Natural language region descriptions
---*---

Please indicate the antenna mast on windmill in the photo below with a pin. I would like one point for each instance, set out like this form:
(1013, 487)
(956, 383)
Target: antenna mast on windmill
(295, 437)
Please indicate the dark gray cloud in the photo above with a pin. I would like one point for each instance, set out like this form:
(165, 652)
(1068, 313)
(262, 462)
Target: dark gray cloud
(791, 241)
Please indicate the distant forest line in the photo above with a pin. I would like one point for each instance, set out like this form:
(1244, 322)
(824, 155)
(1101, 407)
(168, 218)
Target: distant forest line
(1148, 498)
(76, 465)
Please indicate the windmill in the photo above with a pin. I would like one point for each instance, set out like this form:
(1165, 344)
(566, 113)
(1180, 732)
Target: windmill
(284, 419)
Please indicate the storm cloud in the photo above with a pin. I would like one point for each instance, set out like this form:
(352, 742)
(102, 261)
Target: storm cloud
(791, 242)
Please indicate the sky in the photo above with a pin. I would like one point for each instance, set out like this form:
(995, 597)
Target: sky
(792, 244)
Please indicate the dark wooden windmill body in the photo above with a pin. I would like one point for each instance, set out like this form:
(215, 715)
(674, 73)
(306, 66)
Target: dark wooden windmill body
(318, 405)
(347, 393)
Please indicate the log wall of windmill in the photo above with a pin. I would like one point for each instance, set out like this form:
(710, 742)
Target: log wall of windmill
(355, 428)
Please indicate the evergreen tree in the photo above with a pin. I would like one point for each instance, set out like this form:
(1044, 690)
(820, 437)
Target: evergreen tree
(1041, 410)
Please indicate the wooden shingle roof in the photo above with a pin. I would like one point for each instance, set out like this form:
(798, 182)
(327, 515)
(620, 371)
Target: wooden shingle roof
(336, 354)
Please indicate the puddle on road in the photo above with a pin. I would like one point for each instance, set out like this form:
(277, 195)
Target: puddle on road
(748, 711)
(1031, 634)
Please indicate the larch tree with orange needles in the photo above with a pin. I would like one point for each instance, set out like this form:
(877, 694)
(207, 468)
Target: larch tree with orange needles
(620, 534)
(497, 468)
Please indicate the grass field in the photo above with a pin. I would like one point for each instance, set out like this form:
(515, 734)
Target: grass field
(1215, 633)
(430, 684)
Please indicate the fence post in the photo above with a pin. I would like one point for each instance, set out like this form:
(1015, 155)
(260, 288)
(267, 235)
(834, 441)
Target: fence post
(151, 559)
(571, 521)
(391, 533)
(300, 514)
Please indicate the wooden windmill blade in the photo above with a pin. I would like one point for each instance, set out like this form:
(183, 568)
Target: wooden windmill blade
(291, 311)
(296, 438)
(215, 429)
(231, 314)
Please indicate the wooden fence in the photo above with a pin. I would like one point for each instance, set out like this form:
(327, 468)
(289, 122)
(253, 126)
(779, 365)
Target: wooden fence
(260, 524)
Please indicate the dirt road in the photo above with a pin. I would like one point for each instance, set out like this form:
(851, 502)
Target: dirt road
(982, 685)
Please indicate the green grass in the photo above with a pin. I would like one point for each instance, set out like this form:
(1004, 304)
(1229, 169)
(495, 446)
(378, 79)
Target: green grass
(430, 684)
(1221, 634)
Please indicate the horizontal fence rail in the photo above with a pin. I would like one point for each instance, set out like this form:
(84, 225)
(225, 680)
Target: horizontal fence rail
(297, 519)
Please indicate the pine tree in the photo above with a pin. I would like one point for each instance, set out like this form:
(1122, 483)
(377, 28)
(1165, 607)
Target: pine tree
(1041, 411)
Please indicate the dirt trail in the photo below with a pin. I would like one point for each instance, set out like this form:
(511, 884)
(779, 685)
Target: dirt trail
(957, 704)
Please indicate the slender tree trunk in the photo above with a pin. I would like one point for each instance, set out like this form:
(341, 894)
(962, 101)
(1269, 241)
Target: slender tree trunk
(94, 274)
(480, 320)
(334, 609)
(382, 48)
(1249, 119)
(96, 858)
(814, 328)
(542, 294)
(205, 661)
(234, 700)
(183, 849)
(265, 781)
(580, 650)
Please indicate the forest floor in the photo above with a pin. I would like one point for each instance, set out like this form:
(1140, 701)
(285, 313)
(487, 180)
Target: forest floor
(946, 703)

---*---

(WHAT YOU HAVE TO DO) Write out all of the records word for word.

(TASK SOLUTION)
Please indicate the antenna mast on windmill in the photo below with a pin. I would like one point for each instance, set out like this form:
(1013, 487)
(956, 383)
Target: antenna mast on windmill
(295, 437)
Please indicate the dark gray cloud in the photo above with a pin. I would like one point for each instance, set out like this form:
(165, 652)
(1068, 313)
(262, 462)
Target: dark gray cloud
(791, 241)
Please indicate the distant forest line in the photo above with a pin. I would like one point for each instance, set out like this form:
(1244, 322)
(824, 155)
(1101, 407)
(168, 218)
Target: distant forest line
(1148, 498)
(76, 465)
Please indicate the windmill in the photo above with a pin. I would like one point for each instance, set out like this form:
(1165, 344)
(566, 113)
(1180, 732)
Target: windmill
(284, 419)
Please indicate the storm cloud in the photo above with a pin. I would like one point for each instance, set out like this form:
(352, 742)
(102, 261)
Target: storm cloud
(791, 242)
Please indicate the sky in the photo above with a pin. I would like one point for each instance, set out like this form:
(995, 597)
Target: sky
(792, 244)
Please indicate the dark wooden windmill body in the photo above with a pin. I would like one point for each instance, set out like this form:
(215, 715)
(674, 73)
(306, 66)
Target: dark wooden windmill body
(318, 405)
(347, 393)
Please indicate the log wall of windmill in the photo above with a pin. I would like one point for each instance, set out like this form:
(710, 742)
Target: log wall of windmill
(355, 428)
Please indicate the evergreen tree in the photo above with a pin. I would like one point for each instance, set out like this form:
(1044, 690)
(820, 437)
Target: evergreen tree
(1041, 410)
Please indicate the wooden shingle roof in the photo above with a pin. I would like one point for each instance, set out like this form:
(798, 182)
(327, 515)
(620, 371)
Target: wooden shingle roof
(336, 354)
Please indicate the puddle on road in the photo above with a pin. I would like one point for each instance, set out like this form:
(277, 195)
Target: puddle on road
(748, 711)
(1031, 634)
Please indicate the larch tree with orange needles in the photo above with a pin. I would like one point for each instance, set out like this form:
(877, 694)
(207, 468)
Target: larch tree with orange needles
(620, 534)
(497, 468)
Please indicate the grass field in the photo above with a pin. I would like one point for each instance, set out like this form:
(515, 734)
Target: grass field
(1215, 633)
(430, 684)
Please indicate the fence post in the photo above with a pin. I would like one point for each instance, set out like this form:
(1015, 155)
(260, 288)
(267, 235)
(834, 441)
Target: fence post
(151, 559)
(571, 521)
(391, 533)
(300, 514)
Please indicate the wooden windmill blade in the photo above with a pin. I would like one point for each instance, set out like this form:
(183, 568)
Target: wooden windmill blade
(291, 311)
(296, 438)
(215, 429)
(231, 314)
Please indicate the wooden fence in the photo above with a pin. I would like one point for each instance, set out like this form:
(327, 468)
(289, 122)
(253, 126)
(779, 365)
Target: wooden fence
(260, 524)
Please indicate the dirt road in the photo above with a pin. I would like one point for each instance, set out like this form:
(851, 502)
Target: dirt road
(982, 685)
Please indicate the green grass in the photo above with a pin. I would like one point for each instance, set out like this form:
(1004, 304)
(1229, 169)
(495, 446)
(378, 79)
Target: green grass
(430, 684)
(1221, 634)
Please indicate the horizontal fence rail in the photo above with a pin. I would like one point for each instance, set out like this form:
(84, 225)
(225, 680)
Target: horizontal fence rail
(297, 519)
Please indicate the pine tree in the photo above with a pin. I would like one point for each instance, set out like this form:
(1122, 483)
(377, 28)
(1165, 607)
Target: pine tree
(1041, 411)
Please indicate the dirt trail in the photo below with a pin. I would like one point for each instance, set out like this form:
(511, 884)
(779, 685)
Target: dirt trail
(957, 704)
Please indicate the slender tree trunk in the photo above with a pin. I would like one point for each instance, set out like this form:
(341, 894)
(962, 101)
(1269, 241)
Target: slender tree trunk
(94, 274)
(480, 320)
(334, 609)
(382, 48)
(1249, 119)
(96, 858)
(814, 328)
(542, 294)
(205, 661)
(234, 700)
(183, 849)
(265, 781)
(580, 650)
Please indicate the forest floor in the photo above with a pin. I would like one point for each instance, set out like this form:
(1140, 701)
(285, 313)
(487, 180)
Target: forest floor
(946, 703)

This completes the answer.